Problem statement ->
Can you retype the post below about a stepdaughter asking to move back in, word for word and in full?

Give me strength! SD 19 is texting DH and asking if she can come here until she gets back on her feet. She says she is at a friend's house right now, and that she might have to do 3 months jail time? I did not even ask what for! I am not harboring a fugitive, DH is on chemo and we have way more than enough to cope with right now. SD and her twin brother are 19. They are both a mess, both as bad as each other but SD got caught out more often...sociopaths! I do not want that crap in our house any more. SD was in a halfway house, maybe they kicked her out? Two group homes, when she was a juvenile delinquent, could not handle her and they BOTH kicked her back to the judge! This girl was dancing, turning tricks, selling drugs and had a pimp as her boyfriend.
Bad enough that SS 19 is still staying here, he's minus a load of laundry though...he left it lying in the drier and I trashed it. He's been severely warned twice. DH told him that if he used a laundromat he'd have to deal with it, and WAIT! DH also asked him what would happen to his clothes if he left them in a drier at the laundromat.
SS and SD do not get along, they would fight and squabble and it would come to blows. There's still blood stains on my kitchen ceiling from SD taking a knife to SS and SS having to overpower her!
Hell no to having them under the same roof again!!

Provided records ->
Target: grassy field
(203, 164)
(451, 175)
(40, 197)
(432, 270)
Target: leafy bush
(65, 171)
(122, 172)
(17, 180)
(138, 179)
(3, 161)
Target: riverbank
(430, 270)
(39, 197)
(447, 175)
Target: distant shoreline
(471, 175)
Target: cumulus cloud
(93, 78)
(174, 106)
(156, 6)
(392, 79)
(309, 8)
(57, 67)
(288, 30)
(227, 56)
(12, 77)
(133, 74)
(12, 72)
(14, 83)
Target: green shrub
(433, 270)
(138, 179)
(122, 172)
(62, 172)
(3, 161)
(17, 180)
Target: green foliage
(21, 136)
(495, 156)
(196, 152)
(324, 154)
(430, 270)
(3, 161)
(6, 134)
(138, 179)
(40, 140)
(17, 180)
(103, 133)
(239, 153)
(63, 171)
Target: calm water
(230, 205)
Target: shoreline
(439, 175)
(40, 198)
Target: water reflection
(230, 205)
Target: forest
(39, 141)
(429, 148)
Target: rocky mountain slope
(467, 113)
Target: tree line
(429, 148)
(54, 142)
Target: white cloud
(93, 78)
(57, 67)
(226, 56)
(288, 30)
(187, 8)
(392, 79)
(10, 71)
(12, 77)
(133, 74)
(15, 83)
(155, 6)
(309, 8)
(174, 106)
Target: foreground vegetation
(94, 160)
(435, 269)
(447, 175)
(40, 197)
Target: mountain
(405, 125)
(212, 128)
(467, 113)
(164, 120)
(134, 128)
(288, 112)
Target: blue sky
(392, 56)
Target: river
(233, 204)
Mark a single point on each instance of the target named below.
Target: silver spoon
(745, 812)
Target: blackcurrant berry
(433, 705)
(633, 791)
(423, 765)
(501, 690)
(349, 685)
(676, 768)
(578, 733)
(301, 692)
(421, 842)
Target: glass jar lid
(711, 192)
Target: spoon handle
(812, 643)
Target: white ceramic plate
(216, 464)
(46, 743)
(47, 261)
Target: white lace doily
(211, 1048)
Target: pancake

Response area ->
Give me strength! SD 19 is texting DH and asking if she can come here until she gets back on her feet. She says she is at a friend's house right now, and that she might have to do 3 months jail time? I did not even ask what for! I am not harboring a fugitive, DH is on chemo and we have way more than enough to cope with right now. SD and her twin brother are 19. They are both a mess, both as bad as each other but SD got caught out more often...sociopaths! I do not want that crap in our house any more. SD was in a halfway house, maybe they kicked her out? Two group homes, when she was a juvenile delinquent, could not handle her and they BOTH kicked her back to the judge! This girl was dancing, turning tricks, selling drugs and had a pimp as her boyfriend.
Bad enough that SS 19 is still staying here, he's minus a load of laundry though...he left it lying in the drier and I trashed it. He's been severely warned twice. DH told him that if he used a laundromat he'd have to deal with it, and WAIT! DH also asked him what would happen to his clothes if he left them in a drier at the laundromat.
SS and SD do not get along, they would fight and squabble and it would come to blows. There's still blood stains on my kitchen ceiling from SD taking a knife to SS and SS having to overpower her!
Hell no to having them under the same roof again!!